**** GIVEN RECORDS

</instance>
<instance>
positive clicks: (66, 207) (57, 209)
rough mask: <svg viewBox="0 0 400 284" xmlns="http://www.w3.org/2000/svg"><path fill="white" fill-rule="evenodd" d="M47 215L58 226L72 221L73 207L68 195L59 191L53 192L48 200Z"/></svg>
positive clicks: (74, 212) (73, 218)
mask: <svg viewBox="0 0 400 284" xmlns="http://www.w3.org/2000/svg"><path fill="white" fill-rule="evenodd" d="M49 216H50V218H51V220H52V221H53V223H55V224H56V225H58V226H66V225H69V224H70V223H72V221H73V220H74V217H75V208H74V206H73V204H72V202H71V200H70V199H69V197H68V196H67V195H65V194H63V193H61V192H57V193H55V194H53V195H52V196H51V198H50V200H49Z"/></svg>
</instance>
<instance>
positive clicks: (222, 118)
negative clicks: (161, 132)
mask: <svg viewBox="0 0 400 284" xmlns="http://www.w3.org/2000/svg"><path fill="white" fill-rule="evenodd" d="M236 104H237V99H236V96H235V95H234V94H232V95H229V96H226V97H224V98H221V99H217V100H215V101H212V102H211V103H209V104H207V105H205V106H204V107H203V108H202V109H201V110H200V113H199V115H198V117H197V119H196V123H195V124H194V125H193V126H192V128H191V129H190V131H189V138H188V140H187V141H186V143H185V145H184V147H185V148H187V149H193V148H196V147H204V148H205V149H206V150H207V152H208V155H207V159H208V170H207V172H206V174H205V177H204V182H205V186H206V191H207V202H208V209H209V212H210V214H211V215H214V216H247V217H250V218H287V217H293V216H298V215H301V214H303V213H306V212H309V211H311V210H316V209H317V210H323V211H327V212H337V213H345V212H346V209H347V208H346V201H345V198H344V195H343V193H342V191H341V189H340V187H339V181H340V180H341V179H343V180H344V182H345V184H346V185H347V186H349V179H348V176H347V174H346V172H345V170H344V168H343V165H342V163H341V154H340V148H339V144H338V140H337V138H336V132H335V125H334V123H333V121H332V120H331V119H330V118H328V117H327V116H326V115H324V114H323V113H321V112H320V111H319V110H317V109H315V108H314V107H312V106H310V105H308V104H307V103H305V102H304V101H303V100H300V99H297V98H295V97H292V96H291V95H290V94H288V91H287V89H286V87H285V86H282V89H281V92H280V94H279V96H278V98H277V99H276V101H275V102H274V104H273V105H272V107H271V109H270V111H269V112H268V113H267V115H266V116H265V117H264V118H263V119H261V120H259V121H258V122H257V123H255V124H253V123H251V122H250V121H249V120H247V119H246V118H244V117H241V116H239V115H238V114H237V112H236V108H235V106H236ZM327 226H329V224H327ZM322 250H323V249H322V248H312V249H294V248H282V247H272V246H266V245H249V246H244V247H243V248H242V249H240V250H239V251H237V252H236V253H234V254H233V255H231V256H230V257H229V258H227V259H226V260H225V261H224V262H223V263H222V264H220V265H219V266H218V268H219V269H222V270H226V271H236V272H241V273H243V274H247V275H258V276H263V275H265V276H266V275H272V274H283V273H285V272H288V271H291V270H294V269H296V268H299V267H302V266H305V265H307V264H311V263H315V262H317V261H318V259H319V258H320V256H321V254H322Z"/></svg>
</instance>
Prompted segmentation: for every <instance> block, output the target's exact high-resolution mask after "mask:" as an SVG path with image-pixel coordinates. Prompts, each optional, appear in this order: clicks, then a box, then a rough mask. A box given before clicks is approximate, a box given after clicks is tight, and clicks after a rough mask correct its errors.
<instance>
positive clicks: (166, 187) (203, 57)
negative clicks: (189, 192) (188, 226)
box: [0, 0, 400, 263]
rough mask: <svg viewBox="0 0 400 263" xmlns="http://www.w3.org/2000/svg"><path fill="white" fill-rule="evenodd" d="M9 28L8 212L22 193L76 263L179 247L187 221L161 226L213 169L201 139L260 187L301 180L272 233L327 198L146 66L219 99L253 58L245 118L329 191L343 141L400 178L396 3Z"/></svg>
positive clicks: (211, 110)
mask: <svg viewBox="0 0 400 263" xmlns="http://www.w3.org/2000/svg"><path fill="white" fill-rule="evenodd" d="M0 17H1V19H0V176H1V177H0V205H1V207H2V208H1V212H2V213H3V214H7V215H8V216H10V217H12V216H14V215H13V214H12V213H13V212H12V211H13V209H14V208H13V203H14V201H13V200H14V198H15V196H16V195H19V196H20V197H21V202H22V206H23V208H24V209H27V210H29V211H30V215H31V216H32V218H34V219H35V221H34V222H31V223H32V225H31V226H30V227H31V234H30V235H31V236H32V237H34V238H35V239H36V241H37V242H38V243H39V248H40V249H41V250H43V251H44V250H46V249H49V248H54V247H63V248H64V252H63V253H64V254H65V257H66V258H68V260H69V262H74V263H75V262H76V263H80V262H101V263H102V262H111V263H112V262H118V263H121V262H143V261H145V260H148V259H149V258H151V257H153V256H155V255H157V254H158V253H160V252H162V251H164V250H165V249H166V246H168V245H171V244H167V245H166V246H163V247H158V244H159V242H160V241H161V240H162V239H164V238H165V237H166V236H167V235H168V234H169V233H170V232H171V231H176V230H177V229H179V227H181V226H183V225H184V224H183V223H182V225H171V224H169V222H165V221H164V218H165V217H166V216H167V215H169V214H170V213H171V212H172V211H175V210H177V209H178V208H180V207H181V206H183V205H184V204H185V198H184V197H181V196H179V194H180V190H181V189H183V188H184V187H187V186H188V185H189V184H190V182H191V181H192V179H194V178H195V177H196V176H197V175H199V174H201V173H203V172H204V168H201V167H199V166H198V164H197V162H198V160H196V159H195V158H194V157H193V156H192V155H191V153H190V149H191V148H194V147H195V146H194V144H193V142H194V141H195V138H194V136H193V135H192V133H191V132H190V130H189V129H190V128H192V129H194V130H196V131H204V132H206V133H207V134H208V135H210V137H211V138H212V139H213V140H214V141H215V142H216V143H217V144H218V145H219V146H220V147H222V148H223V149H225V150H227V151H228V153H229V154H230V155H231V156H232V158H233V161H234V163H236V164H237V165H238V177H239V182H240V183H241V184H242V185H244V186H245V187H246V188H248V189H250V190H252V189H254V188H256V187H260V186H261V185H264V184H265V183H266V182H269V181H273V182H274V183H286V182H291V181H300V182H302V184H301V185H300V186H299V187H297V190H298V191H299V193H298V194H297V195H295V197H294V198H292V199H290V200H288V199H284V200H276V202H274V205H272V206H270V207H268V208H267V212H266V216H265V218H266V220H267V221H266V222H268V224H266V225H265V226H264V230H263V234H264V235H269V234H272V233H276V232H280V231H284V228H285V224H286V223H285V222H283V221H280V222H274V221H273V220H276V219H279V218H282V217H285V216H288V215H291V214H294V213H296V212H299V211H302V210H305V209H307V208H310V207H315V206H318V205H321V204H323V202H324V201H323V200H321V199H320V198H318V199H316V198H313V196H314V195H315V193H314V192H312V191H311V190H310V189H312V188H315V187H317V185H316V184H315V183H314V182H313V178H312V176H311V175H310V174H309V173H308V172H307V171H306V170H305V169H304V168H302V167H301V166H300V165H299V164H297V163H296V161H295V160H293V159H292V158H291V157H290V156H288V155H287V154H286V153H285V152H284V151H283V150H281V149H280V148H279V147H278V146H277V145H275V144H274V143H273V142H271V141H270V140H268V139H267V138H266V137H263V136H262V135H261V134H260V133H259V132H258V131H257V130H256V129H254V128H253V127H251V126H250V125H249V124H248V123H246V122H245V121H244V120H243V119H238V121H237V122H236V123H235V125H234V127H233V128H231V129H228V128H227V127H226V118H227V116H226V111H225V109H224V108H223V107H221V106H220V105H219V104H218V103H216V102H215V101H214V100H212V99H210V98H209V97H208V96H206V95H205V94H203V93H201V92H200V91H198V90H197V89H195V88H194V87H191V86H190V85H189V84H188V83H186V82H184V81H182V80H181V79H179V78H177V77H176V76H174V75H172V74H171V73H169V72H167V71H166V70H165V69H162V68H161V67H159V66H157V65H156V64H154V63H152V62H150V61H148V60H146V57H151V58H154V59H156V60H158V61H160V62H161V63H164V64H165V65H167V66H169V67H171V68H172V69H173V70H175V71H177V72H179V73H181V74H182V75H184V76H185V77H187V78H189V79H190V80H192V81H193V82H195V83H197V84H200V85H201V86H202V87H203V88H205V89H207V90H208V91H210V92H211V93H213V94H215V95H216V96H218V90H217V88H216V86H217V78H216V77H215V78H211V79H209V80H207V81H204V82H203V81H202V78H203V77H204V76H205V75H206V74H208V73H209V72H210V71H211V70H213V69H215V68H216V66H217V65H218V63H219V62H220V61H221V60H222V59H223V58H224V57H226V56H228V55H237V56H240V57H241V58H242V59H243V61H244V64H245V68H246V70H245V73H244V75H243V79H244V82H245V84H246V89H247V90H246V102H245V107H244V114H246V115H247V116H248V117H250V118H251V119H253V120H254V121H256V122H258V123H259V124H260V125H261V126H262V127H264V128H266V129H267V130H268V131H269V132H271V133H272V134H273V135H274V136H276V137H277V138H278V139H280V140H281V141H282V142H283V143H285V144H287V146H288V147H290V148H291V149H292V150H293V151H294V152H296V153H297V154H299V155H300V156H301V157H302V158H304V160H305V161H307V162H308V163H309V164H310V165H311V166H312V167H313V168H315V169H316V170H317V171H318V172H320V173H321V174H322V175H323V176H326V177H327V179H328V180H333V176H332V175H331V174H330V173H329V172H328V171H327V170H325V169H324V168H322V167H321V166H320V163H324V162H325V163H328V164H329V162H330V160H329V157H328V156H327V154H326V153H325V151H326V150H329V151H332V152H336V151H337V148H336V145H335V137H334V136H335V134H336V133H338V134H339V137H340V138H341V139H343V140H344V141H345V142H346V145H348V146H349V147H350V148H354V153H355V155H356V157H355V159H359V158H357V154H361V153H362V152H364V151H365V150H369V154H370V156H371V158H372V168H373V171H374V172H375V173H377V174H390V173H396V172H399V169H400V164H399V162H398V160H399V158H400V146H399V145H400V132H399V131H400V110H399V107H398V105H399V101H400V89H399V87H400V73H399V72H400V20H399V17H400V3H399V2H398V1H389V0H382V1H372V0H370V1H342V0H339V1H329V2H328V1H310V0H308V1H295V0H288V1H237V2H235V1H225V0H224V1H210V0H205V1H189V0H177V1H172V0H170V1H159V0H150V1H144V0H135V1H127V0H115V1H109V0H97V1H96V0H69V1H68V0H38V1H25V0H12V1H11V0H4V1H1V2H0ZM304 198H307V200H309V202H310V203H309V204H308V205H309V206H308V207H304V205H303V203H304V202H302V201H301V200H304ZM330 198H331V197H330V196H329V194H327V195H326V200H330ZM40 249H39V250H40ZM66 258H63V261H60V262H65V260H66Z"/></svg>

********

▶ **WORK INSTRUCTIONS**
Exact duplication is required for the lines above, from the line that contains "positive clicks: (166, 187) (203, 57)" to the line that contains "box: [0, 0, 400, 263]", inclusive; omit all others.

▶ **RESULT OF THE TASK**
positive clicks: (166, 187) (203, 57)
negative clicks: (189, 192) (188, 226)
box: [0, 0, 400, 263]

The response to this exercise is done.